Problem to work on: Word for word, restate the data that follows, omitting the images.

[Stored data]
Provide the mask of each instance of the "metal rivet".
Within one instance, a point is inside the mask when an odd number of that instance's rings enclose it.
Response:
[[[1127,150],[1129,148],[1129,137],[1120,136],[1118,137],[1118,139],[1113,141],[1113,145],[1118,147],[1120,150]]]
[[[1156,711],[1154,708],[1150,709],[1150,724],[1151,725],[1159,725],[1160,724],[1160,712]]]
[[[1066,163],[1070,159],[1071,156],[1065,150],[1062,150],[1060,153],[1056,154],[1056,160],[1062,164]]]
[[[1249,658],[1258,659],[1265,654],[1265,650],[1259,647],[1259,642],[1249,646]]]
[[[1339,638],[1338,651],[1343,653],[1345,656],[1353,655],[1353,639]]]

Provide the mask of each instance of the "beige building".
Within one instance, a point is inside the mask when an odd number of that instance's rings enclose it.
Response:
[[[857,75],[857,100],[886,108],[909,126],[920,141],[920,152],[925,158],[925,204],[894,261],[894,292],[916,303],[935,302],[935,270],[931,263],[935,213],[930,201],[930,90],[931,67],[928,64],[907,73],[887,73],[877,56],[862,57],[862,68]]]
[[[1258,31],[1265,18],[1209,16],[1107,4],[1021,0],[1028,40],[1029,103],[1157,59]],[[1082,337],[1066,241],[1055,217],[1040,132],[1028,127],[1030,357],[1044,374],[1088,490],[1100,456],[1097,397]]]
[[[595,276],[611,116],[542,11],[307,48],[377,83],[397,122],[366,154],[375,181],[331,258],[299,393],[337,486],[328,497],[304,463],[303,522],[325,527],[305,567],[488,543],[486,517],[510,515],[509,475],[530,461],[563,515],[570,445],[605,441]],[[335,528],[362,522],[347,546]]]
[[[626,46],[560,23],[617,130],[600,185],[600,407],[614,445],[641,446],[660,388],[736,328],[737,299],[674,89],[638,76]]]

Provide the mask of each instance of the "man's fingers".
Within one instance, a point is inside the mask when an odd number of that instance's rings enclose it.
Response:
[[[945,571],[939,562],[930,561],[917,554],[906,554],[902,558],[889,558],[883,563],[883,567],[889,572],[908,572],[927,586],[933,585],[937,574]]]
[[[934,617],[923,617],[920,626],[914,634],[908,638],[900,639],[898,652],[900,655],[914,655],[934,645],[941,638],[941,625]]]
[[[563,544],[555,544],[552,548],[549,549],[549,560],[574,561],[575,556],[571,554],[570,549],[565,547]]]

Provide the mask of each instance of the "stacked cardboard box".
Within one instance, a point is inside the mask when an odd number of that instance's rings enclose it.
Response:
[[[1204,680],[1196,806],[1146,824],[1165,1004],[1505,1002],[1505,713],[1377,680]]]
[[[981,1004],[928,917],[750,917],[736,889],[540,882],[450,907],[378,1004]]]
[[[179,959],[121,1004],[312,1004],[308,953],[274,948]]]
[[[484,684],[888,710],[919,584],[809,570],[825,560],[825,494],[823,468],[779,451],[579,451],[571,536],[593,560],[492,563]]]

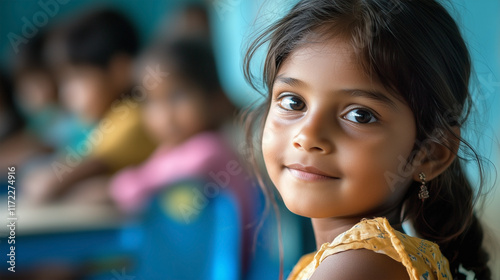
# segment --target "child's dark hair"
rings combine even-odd
[[[199,87],[203,93],[222,92],[217,65],[210,41],[198,36],[184,36],[155,44],[146,54],[169,71]]]
[[[0,143],[24,127],[24,120],[14,102],[14,86],[10,76],[0,70],[0,113],[8,120],[8,127],[0,131]]]
[[[49,71],[44,58],[47,39],[47,30],[40,30],[28,43],[20,47],[19,55],[14,61],[15,77],[25,73]]]
[[[104,69],[117,54],[133,57],[139,40],[132,23],[110,9],[95,10],[78,18],[66,29],[65,54],[70,64]]]
[[[245,57],[245,76],[258,89],[250,64],[256,51],[269,44],[262,77],[268,94],[247,123],[251,148],[256,146],[252,145],[254,129],[259,127],[262,132],[273,82],[282,63],[298,47],[332,37],[349,42],[366,73],[396,92],[411,108],[417,127],[413,155],[432,142],[454,152],[453,147],[461,145],[464,156],[471,155],[478,163],[483,177],[481,158],[455,129],[462,127],[472,106],[471,58],[457,24],[435,0],[297,3],[256,38]],[[443,140],[444,135],[449,137]],[[407,162],[412,160],[413,156]],[[483,230],[474,214],[476,199],[463,160],[457,156],[446,171],[428,182],[430,198],[425,203],[419,200],[418,183],[414,182],[400,205],[403,220],[411,221],[422,238],[440,246],[454,279],[465,279],[458,272],[460,265],[474,271],[476,279],[491,279],[489,257],[482,247]],[[482,185],[481,180],[478,193]]]

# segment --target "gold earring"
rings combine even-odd
[[[424,202],[424,200],[426,198],[429,198],[429,191],[427,190],[427,185],[426,185],[426,181],[425,181],[425,173],[424,172],[420,172],[420,174],[418,174],[418,177],[420,177],[420,181],[422,181],[422,185],[420,185],[420,191],[418,192],[418,198],[422,200],[422,202]]]

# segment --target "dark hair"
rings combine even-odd
[[[106,68],[117,54],[133,57],[138,37],[131,22],[114,10],[95,10],[78,18],[66,30],[66,57],[71,64]]]
[[[49,72],[44,51],[49,39],[48,30],[40,30],[26,44],[19,47],[19,55],[14,60],[14,78],[26,73]]]
[[[204,38],[185,36],[158,43],[146,53],[172,74],[203,90],[208,95],[221,93],[217,65],[211,44]]]
[[[400,205],[403,220],[411,221],[422,238],[440,246],[454,279],[465,279],[458,272],[460,265],[474,271],[477,279],[491,279],[489,257],[482,248],[483,230],[474,214],[477,197],[462,166],[465,156],[471,156],[482,178],[482,159],[454,130],[465,123],[472,102],[471,58],[453,18],[435,0],[300,1],[256,38],[245,57],[245,77],[258,89],[250,62],[258,49],[269,44],[262,76],[268,91],[266,101],[252,111],[246,126],[251,149],[256,148],[252,141],[256,127],[262,137],[280,66],[314,34],[345,39],[366,73],[404,99],[417,127],[413,156],[432,142],[453,152],[460,145],[463,156],[457,156],[446,171],[428,182],[431,196],[425,203],[418,199],[419,184],[410,186]],[[443,140],[444,135],[450,137]],[[482,186],[481,180],[478,193]]]
[[[14,102],[14,87],[11,78],[0,71],[0,112],[7,113],[8,127],[0,131],[0,143],[24,127],[22,114]]]
[[[173,11],[167,21],[166,38],[197,36],[210,39],[210,17],[205,3],[188,3]]]

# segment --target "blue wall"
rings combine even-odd
[[[15,56],[14,49],[9,41],[8,34],[13,32],[22,35],[25,25],[23,17],[34,24],[38,20],[43,22],[40,14],[45,14],[49,19],[44,26],[52,26],[65,23],[65,17],[73,15],[75,12],[85,10],[95,6],[116,7],[124,14],[130,16],[133,23],[140,32],[142,42],[145,43],[151,38],[158,24],[180,3],[188,1],[182,0],[1,0],[0,1],[0,58],[2,68],[6,68],[12,56]],[[194,2],[194,1],[190,1]],[[48,10],[44,8],[48,7]],[[53,14],[50,11],[56,11]],[[36,25],[35,25],[36,27]]]

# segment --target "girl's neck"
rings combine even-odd
[[[316,238],[316,248],[323,243],[332,242],[335,237],[352,228],[359,218],[311,218]]]
[[[352,228],[363,218],[385,217],[396,230],[402,231],[399,209],[389,212],[376,212],[362,216],[335,217],[335,218],[311,218],[316,238],[316,247],[319,249],[323,243],[332,242],[338,235]]]

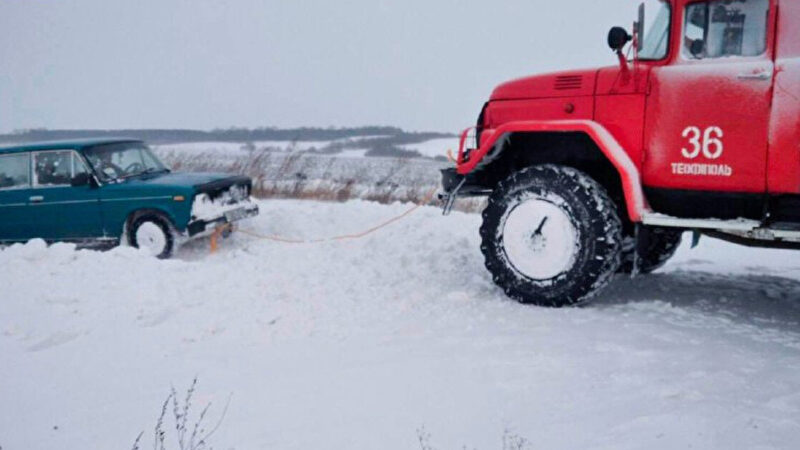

Answer to the problem:
Provide the mask of each instance of the "metal rivet".
Within one instance, a point is inside the mask when an odd number of that instance's rings enclose it.
Response:
[[[1127,150],[1129,148],[1129,137],[1120,136],[1118,137],[1118,139],[1113,141],[1113,145],[1118,147],[1120,150]]]
[[[1156,711],[1154,708],[1150,709],[1150,724],[1151,725],[1159,725],[1160,724],[1160,712]]]
[[[1066,163],[1070,159],[1071,156],[1065,150],[1062,150],[1060,153],[1056,154],[1056,160],[1062,164]]]
[[[1249,658],[1258,659],[1265,654],[1265,650],[1259,647],[1259,642],[1249,646]]]
[[[1339,638],[1338,651],[1343,653],[1345,656],[1353,655],[1353,639]]]

Provide the mask of each instance of the "beige building".
Within one instance, a point is inside the mask when an odd number of that instance's rings enclose it.
Response:
[[[857,75],[857,100],[886,108],[909,126],[920,141],[920,152],[925,158],[925,204],[894,261],[894,292],[916,303],[935,302],[935,270],[931,263],[935,213],[930,201],[930,90],[931,67],[928,64],[907,73],[887,73],[877,56],[862,57],[862,68]]]
[[[1258,31],[1265,18],[1209,16],[1107,4],[1021,0],[1028,40],[1029,103],[1157,59]],[[1082,337],[1066,241],[1055,217],[1040,132],[1028,127],[1030,357],[1044,374],[1088,490],[1100,456],[1097,397]]]
[[[595,276],[611,116],[542,11],[307,48],[377,83],[397,122],[366,154],[375,181],[331,258],[299,393],[337,486],[328,497],[304,463],[303,522],[325,527],[305,567],[488,543],[486,517],[510,515],[509,475],[530,461],[563,515],[570,445],[605,441]],[[335,528],[362,522],[347,546]]]
[[[626,46],[560,23],[617,130],[600,185],[600,407],[614,445],[641,446],[660,388],[736,328],[737,299],[674,89],[638,76]]]

Provide the mask of each instance of the "man's fingers".
Within one instance, a point is inside the mask when an odd number of that instance's rings enclose it.
Response:
[[[945,571],[939,562],[930,561],[917,554],[906,554],[902,558],[889,558],[883,563],[883,567],[889,572],[908,572],[927,586],[933,585],[937,574]]]
[[[934,617],[923,617],[920,626],[914,634],[908,638],[900,639],[898,652],[900,655],[914,655],[934,645],[941,638],[941,625]]]
[[[563,544],[555,544],[552,548],[549,549],[549,560],[574,561],[575,556],[571,554],[570,549],[565,547]]]

Provide the mask of each instance of the "stacked cardboard box".
Within one instance, a point is inside the mask when an odd number of that instance's rings enclose it.
Response:
[[[1204,680],[1196,806],[1146,824],[1165,1004],[1505,1002],[1505,713],[1377,680]]]
[[[981,1004],[928,917],[750,917],[736,889],[540,882],[450,907],[378,1004]]]
[[[179,959],[121,1004],[312,1004],[308,953],[274,948]]]
[[[484,684],[888,710],[919,584],[809,570],[825,560],[825,494],[823,468],[779,451],[579,451],[571,536],[593,560],[492,563]]]

# segment --target "child's dark hair"
rings combine even-odd
[[[199,87],[203,93],[222,92],[217,65],[210,41],[198,36],[184,36],[155,44],[146,54],[169,71]]]
[[[0,143],[24,127],[24,120],[14,102],[14,86],[10,76],[0,70],[0,113],[8,120],[8,127],[0,131]]]
[[[49,71],[44,58],[47,39],[47,30],[40,30],[28,43],[20,47],[19,55],[14,61],[15,77],[25,73]]]
[[[104,69],[117,54],[133,57],[139,40],[132,23],[110,9],[95,10],[78,18],[66,29],[65,54],[70,64]]]
[[[245,57],[245,76],[258,89],[250,64],[256,51],[269,44],[262,77],[268,94],[247,123],[251,148],[256,146],[252,145],[254,129],[259,127],[262,132],[273,82],[282,63],[298,47],[332,37],[349,42],[366,73],[396,92],[411,108],[417,127],[413,155],[432,142],[454,152],[453,147],[461,145],[464,156],[471,155],[478,163],[483,177],[481,158],[455,129],[462,127],[472,106],[471,58],[457,24],[435,0],[297,3],[256,38]],[[443,140],[444,135],[449,137]],[[407,162],[412,160],[413,156]],[[483,230],[474,214],[476,199],[463,160],[457,156],[446,171],[428,182],[430,198],[425,203],[419,200],[418,183],[414,182],[400,205],[403,220],[411,221],[422,238],[440,246],[454,279],[465,279],[458,272],[460,265],[474,271],[476,279],[491,279],[489,257],[482,247]],[[482,185],[481,180],[478,193]]]

# segment --target "gold earring"
rings combine even-odd
[[[424,202],[424,200],[426,198],[429,198],[429,191],[427,190],[427,185],[426,185],[426,181],[425,181],[425,173],[424,172],[420,172],[420,174],[418,174],[418,177],[420,177],[420,181],[422,181],[422,185],[420,185],[420,191],[418,192],[418,198],[422,200],[422,202]]]

# segment --target "dark hair"
rings combine even-odd
[[[106,68],[117,54],[133,57],[138,37],[131,22],[114,10],[95,10],[78,18],[66,30],[66,57],[71,64]]]
[[[49,72],[44,51],[49,39],[48,30],[40,30],[26,44],[19,47],[19,55],[14,60],[14,78],[26,73]]]
[[[204,38],[185,36],[158,43],[146,53],[172,74],[203,90],[208,95],[221,93],[217,65],[211,44]]]
[[[400,205],[403,220],[411,221],[422,238],[440,246],[454,279],[465,279],[458,272],[460,265],[474,271],[477,279],[491,279],[489,257],[482,248],[483,230],[474,214],[477,197],[462,166],[465,156],[471,156],[482,178],[482,159],[454,130],[465,123],[472,102],[471,58],[453,18],[435,0],[300,1],[256,38],[245,57],[245,77],[258,89],[250,62],[258,49],[269,44],[262,76],[268,91],[266,101],[252,111],[246,126],[251,149],[256,148],[252,141],[256,127],[262,137],[280,66],[314,34],[345,39],[366,73],[404,99],[417,127],[413,156],[432,142],[453,152],[460,145],[463,156],[457,156],[446,171],[428,182],[431,196],[425,203],[418,199],[419,184],[410,186]],[[443,140],[444,135],[450,137]],[[482,186],[481,180],[478,193]]]
[[[14,102],[14,87],[11,78],[0,71],[0,112],[7,113],[8,127],[0,131],[0,143],[24,127],[22,114]]]
[[[173,11],[167,21],[166,38],[197,36],[210,39],[210,17],[205,3],[188,3]]]

# segment --target "blue wall"
rings combine even-odd
[[[15,56],[14,49],[9,41],[8,34],[13,32],[22,35],[25,25],[23,17],[34,24],[38,20],[43,22],[40,14],[45,14],[49,19],[44,26],[52,26],[65,23],[65,17],[73,15],[75,12],[85,10],[95,6],[116,7],[124,14],[130,16],[133,23],[140,32],[142,42],[145,43],[151,38],[158,24],[180,3],[188,1],[182,0],[1,0],[0,1],[0,58],[2,68],[6,68],[12,56]],[[194,2],[194,1],[190,1]],[[48,10],[44,8],[48,7]],[[53,14],[50,11],[56,11]],[[36,25],[35,25],[36,27]]]

# segment --target "girl's neck"
rings combine even-odd
[[[316,238],[316,248],[323,243],[332,242],[335,237],[352,228],[359,218],[311,218]]]
[[[352,228],[363,218],[385,217],[396,230],[402,231],[399,209],[389,212],[376,212],[362,216],[335,217],[335,218],[311,218],[316,238],[316,247],[319,249],[323,243],[332,242],[338,235]]]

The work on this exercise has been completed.